## What to work on
Print every one of the stored dataset items below word for word, changing nothing.

[Stored dataset items]
************

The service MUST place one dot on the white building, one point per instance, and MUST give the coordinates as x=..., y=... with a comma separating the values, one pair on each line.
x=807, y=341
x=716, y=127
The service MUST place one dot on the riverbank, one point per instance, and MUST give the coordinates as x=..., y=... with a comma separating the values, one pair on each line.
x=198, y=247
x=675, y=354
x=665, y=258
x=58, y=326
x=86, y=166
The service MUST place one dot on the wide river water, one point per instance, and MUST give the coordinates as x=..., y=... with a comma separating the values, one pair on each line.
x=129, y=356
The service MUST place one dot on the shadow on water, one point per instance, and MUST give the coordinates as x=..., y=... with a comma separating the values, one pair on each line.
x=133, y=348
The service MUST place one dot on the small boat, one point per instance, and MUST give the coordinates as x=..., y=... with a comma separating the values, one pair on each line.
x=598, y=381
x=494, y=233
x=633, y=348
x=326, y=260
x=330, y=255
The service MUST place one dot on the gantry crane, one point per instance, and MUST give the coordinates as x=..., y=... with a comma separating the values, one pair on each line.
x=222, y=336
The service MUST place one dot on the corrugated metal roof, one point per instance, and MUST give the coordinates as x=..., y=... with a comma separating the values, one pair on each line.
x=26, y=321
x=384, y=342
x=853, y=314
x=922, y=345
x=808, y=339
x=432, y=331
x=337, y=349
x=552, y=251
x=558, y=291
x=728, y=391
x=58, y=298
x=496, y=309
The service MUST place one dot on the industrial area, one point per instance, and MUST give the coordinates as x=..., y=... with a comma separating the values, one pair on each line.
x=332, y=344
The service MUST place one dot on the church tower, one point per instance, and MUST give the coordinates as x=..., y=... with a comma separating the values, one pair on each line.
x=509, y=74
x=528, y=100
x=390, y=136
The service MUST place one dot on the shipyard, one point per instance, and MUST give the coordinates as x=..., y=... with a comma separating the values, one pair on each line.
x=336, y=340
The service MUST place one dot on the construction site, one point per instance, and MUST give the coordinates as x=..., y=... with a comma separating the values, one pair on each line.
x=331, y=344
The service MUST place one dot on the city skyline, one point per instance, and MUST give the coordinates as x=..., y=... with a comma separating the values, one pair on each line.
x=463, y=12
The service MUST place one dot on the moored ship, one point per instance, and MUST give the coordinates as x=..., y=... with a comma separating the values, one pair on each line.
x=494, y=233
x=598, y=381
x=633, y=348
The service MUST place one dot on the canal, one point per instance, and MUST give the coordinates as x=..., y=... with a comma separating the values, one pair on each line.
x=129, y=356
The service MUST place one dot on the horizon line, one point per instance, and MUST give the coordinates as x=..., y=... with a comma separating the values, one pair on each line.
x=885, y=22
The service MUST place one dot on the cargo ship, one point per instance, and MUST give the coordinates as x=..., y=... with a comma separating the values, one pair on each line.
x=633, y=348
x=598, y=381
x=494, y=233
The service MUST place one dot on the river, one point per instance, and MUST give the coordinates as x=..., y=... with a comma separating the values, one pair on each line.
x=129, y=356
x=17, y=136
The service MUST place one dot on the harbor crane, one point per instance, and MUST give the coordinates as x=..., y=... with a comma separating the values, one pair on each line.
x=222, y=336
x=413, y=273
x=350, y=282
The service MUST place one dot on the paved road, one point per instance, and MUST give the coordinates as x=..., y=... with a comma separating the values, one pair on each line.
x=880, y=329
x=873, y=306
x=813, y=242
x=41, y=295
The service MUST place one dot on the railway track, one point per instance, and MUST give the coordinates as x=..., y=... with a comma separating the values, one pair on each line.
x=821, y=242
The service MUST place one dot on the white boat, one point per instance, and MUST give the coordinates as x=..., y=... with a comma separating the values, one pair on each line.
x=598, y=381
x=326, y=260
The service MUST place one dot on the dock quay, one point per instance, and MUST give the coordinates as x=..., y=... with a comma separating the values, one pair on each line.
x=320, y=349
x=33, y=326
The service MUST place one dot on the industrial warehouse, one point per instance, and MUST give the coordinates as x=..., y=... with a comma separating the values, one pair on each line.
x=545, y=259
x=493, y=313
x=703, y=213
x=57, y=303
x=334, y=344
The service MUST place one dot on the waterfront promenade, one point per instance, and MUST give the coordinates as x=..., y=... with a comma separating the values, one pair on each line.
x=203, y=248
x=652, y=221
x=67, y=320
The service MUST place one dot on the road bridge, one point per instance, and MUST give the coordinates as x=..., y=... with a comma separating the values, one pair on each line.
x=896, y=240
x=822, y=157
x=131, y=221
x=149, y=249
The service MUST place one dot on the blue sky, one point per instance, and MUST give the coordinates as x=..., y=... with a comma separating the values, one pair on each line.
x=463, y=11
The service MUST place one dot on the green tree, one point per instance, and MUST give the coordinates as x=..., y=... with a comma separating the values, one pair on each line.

************

## Task solution
The service MUST place one dot on the white building, one point per instance, and MUST give the coordinates as x=..., y=... with a comma separating the values, one pair on each line.
x=807, y=341
x=716, y=127
The service MUST place one dot on the riverbank, one point per instance, and MUST give the coordinates as x=..., y=... with a comma separating the values, one pair on each line.
x=198, y=247
x=675, y=354
x=665, y=258
x=58, y=326
x=86, y=166
The service MUST place one dot on the wide river water, one point per instance, and MUST give the coordinates as x=..., y=... with a comma separating the values, one pair on each line.
x=129, y=356
The service MUST place one dot on the shadow on water, one point per instance, and MUST give the coordinates as x=..., y=... with a comma separating the values, one pair on each line.
x=133, y=348
The service MUST place one dot on the small boat, one point per instance, and MUST give the coordinates as x=..., y=... with a comma separating the values, one pair on each line.
x=598, y=381
x=494, y=233
x=633, y=348
x=326, y=260
x=330, y=255
The service MUST place one dot on the gantry crane, one point per instance, and MUST give the coordinates as x=..., y=... with a comma separating the values, one pair on each line.
x=222, y=336
The service MUST place one dot on the corrugated metal roof, one point per instance, and MUST give the coordinates as x=..., y=... with a comma separating the values, one pair on each line.
x=26, y=321
x=384, y=342
x=853, y=314
x=922, y=345
x=808, y=339
x=432, y=331
x=337, y=349
x=552, y=251
x=558, y=291
x=728, y=391
x=58, y=298
x=496, y=309
The service MUST place one dot on the industrial area, one point per instance, and MUST give the coordinates as x=..., y=... with a comma separating the values, one pair on each line.
x=332, y=344
The service MUST place one dot on the church tower, one point per instance, and MUST give the coordinates as x=..., y=... with a comma separating the values, one pair on each line.
x=509, y=74
x=528, y=100
x=390, y=136
The service MUST place one dot on the shipyard, one point per instance, and MUST give the coordinates as x=..., y=... with a comma separating the values, one pair on each line.
x=336, y=340
The service MUST place one dot on the construction site, one point per instance, and MUST give the coordinates as x=..., y=... with a comma separating the values, one pair on each line.
x=331, y=344
The service MUST place one dot on the city skyline, one point per instance, and MUST give the coordinates as x=..., y=... with a comma separating the values, one pair on each line.
x=463, y=12
The service MUST place one dot on the moored ship, one point per instance, and MUST give the coordinates as x=..., y=... with a comma separating the values, one pair on each line.
x=494, y=233
x=598, y=381
x=633, y=348
The service MUST place one dot on the canal, one point per instance, and MUST give the coordinates as x=..., y=... with a comma separating the values, one pair on each line.
x=129, y=356
The service MUST place one dot on the horizon line, one point per instance, and MUST give the coordinates as x=..., y=... with a comma separating the values, one pair on each line.
x=885, y=22
The service MUST place one dot on the cargo ship, one point per instance, and MUST give the coordinates as x=..., y=... with a comma separating the values, one pair on each line.
x=633, y=348
x=598, y=381
x=494, y=233
The service MUST place one dot on the river, one point per instance, and MUST give the coordinates as x=..., y=... with a comma separating the values, one pair on each line.
x=129, y=356
x=17, y=136
The service MUST place one dot on the harbor crane, one point per instance, and MUST give the coordinates as x=..., y=... with a comma separating the values, one pair on each line.
x=222, y=336
x=413, y=273
x=350, y=282
The service MUST place one dot on the paved road, one point per instance, and MUST give the coordinates as x=..., y=... with a comma separating the values, one pair on each line.
x=880, y=329
x=873, y=306
x=813, y=242
x=41, y=295
The service MUST place one dot on the railway track, one point per instance, and MUST give the coordinates as x=..., y=... with a comma separating the values, one pair on each line.
x=821, y=242
The service MUST place one dot on the white boat, one point per instance, and MUST give the coordinates as x=..., y=... with a comma separating the values, one pair on each line.
x=598, y=381
x=326, y=260
The service MUST place one dot on the dock quay, one point per instance, and MUST give the coordinates as x=..., y=... with a comma separating the values, one pair on each line.
x=320, y=349
x=33, y=326
The service MUST place one dot on the industrial warehouse, one point per instance, and MUST give the coordinates as x=..., y=... with a comma separating the values, one pair on each line.
x=545, y=259
x=493, y=313
x=703, y=213
x=57, y=303
x=334, y=344
The service MUST place one dot on the waterfront promenade, one point per instance, and MUST give the coordinates as x=..., y=... with a comma separating the values, one pair on each line.
x=203, y=248
x=652, y=221
x=67, y=320
The service MUST place one dot on the road bridge, one point per instance, and MUST give the coordinates as x=..., y=... with a comma separating the values, one pair on each line.
x=896, y=240
x=822, y=157
x=131, y=221
x=149, y=249
The service MUST place one dot on the blue sky, one point per instance, and MUST give the coordinates as x=..., y=... with a comma separating the values, one pair on each line.
x=463, y=11
The service MUST place one dot on the green tree, one point per instance, and MUST give the coordinates as x=..., y=... with a comma separating the values, one pair on each line.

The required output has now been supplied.